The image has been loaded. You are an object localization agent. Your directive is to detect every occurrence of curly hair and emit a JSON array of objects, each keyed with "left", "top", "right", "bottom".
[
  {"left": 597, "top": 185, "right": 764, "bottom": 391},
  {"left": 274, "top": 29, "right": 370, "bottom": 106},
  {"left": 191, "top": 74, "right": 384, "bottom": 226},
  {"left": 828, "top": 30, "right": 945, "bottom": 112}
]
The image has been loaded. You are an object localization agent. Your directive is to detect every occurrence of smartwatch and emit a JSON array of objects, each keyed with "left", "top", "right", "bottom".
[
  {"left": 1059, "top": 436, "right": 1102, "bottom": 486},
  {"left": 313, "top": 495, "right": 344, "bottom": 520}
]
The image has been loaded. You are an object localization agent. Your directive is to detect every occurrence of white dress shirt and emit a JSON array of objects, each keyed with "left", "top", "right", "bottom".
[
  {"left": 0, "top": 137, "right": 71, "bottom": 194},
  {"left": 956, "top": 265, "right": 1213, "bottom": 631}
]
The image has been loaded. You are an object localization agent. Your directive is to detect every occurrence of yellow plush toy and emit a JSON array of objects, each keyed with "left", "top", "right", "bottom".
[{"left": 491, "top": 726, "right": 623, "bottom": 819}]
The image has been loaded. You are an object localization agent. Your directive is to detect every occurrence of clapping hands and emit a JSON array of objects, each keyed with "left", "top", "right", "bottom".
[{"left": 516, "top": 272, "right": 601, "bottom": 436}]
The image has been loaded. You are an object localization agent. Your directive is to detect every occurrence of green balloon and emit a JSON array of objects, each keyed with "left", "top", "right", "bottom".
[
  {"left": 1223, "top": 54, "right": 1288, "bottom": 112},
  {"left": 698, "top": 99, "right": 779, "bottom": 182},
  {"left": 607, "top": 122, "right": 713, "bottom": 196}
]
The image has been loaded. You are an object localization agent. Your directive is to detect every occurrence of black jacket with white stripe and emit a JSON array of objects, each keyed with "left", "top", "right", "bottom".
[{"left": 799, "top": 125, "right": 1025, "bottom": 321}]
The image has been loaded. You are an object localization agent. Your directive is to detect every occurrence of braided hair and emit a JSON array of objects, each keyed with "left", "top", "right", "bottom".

──────────

* The exercise
Count the lines in the rows above that contain the word "hair". Reply with the number alone.

* Result
2